Collected data:
—————

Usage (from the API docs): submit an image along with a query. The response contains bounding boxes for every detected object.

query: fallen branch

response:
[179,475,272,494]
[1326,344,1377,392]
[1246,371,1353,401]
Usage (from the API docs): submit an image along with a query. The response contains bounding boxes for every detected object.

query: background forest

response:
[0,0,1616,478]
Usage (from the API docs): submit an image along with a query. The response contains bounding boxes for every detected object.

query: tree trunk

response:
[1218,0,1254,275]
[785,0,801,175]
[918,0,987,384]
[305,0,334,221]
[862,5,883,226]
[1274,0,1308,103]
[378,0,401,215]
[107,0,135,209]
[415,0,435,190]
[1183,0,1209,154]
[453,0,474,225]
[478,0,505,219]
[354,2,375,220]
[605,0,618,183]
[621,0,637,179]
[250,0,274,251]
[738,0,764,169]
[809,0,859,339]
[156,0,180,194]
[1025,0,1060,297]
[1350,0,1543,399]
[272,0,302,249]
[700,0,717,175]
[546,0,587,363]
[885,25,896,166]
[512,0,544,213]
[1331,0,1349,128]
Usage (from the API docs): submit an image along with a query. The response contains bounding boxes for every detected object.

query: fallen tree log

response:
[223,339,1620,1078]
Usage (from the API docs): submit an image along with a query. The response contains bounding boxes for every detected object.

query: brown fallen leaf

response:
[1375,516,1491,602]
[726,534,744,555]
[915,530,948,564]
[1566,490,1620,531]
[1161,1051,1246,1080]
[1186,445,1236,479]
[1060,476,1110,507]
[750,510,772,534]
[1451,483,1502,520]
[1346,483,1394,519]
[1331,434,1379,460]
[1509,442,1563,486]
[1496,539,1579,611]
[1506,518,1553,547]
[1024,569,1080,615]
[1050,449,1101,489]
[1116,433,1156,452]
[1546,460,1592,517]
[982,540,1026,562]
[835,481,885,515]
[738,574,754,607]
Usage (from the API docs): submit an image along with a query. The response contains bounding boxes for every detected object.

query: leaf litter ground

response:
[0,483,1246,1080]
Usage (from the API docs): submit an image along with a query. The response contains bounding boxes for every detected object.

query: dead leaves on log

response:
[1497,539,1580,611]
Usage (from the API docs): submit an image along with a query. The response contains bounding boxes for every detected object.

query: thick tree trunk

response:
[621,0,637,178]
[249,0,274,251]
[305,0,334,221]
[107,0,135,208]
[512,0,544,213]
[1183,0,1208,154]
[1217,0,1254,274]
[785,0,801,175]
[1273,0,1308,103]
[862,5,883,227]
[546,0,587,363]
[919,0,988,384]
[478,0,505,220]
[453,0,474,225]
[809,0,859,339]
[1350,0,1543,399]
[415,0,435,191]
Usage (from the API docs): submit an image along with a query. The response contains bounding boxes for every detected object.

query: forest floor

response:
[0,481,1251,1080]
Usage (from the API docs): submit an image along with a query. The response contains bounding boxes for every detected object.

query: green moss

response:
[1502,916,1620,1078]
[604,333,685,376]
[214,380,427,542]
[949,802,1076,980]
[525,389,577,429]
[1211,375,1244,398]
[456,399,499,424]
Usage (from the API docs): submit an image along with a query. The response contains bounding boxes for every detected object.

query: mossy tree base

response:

—————

Extract every line from the records above that contains the word "fallen".

### EXERCISE OUTPUT
query: fallen branch
query: fallen tree log
query: brown fallen leaf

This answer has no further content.